*Description of the task*:
Output every line of the entries below as a numbered list, leaving out any blank lines.

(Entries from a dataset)
◆ ◆ ◆

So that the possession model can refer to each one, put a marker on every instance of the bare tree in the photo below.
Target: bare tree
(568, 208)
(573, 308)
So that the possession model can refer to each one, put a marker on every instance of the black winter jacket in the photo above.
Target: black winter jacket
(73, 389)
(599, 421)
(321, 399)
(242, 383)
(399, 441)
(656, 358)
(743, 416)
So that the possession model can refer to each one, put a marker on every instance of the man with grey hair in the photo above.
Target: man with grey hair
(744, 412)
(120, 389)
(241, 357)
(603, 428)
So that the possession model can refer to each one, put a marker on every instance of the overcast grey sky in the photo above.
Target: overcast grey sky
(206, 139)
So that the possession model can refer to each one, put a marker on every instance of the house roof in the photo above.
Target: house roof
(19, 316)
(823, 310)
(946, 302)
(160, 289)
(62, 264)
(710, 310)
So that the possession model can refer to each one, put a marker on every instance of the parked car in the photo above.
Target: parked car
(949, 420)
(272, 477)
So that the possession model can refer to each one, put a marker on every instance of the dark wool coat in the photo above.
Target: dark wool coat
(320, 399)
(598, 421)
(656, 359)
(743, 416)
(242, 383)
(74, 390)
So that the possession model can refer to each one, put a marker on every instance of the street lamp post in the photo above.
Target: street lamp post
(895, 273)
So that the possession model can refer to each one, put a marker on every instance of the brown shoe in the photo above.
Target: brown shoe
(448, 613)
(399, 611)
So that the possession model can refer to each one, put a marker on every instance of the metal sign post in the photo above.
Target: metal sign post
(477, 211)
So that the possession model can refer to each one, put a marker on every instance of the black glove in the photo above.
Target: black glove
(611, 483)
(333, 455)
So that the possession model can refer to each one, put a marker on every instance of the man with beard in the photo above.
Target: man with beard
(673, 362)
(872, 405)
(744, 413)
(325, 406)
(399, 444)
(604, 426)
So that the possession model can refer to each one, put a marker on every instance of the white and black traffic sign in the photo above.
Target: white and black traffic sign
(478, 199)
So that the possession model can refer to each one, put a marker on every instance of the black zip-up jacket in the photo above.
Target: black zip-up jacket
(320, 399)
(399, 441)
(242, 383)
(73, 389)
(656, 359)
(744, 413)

◆ ◆ ◆

*Written reply*:
1. So that the possession model can refer to each one, put a marker on every instance of the bare tree in the photo below.
2. Target: bare tree
3. (568, 208)
4. (573, 308)
5. So that the possession model can refer to each one, put a marker on every instance of the black winter jacket in the photo above.
6. Target: black winter jacket
7. (73, 389)
8. (599, 421)
9. (321, 399)
10. (242, 383)
11. (399, 441)
12. (656, 358)
13. (743, 416)
14. So that the possession model can refer to each one, put a marker on every instance of the man with grey hair in the photo above.
15. Target: man with grey hair
16. (744, 412)
17. (120, 389)
18. (241, 357)
19. (603, 428)
20. So that the possession model can refer to each one, put a marker on every instance of the overcast grey sky in the photo above.
21. Target: overcast grey sky
22. (206, 139)
23. So that the possession model can refer to each one, put a marker on every instance of the house roof in the photo above.
24. Target: house roof
25. (19, 316)
26. (823, 310)
27. (946, 302)
28. (160, 289)
29. (62, 264)
30. (710, 310)
31. So that the possession model can refer to each one, put a marker on every instance of the parked car in the photo above.
32. Target: parked car
33. (949, 420)
34. (272, 477)
35. So that the possession model can refer to each one, put a marker on every instance of the dark wool coat in the photo above.
36. Target: dark wool coat
37. (320, 399)
38. (598, 421)
39. (656, 359)
40. (743, 416)
41. (242, 383)
42. (74, 390)
43. So that the possession model can refer to each one, put a marker on every instance of the street lamp post in the photo above.
44. Target: street lamp post
45. (895, 273)
46. So that the possession model can refer to each one, put a marker on every instance of the brown shoe in the photo above.
47. Target: brown shoe
48. (448, 613)
49. (399, 611)
50. So that the possession model can refer to each one, put a marker on every instance of the metal sign post in the photo above.
51. Target: metal sign post
52. (477, 211)
53. So that the possession model can refer to each one, put a marker on every instance of the black glove in the photo above.
54. Target: black glove
55. (611, 483)
56. (333, 455)
57. So that the possession model can refer to each one, put a marker on every instance of the man with beard in the photo above.
58. Target: man with beard
59. (673, 362)
60. (872, 405)
61. (744, 413)
62. (325, 406)
63. (399, 444)
64. (604, 426)
65. So that the possession model can refer to each one, put a marker on every instance of the white and black traffic sign in the photo above.
66. Target: white and black traffic sign
67. (478, 199)
68. So that the possession model can refer to each one, put a marker on every instance of the black zip-up jacket in the photo above.
69. Target: black zip-up jacket
70. (320, 399)
71. (399, 441)
72. (242, 383)
73. (73, 389)
74. (656, 359)
75. (744, 413)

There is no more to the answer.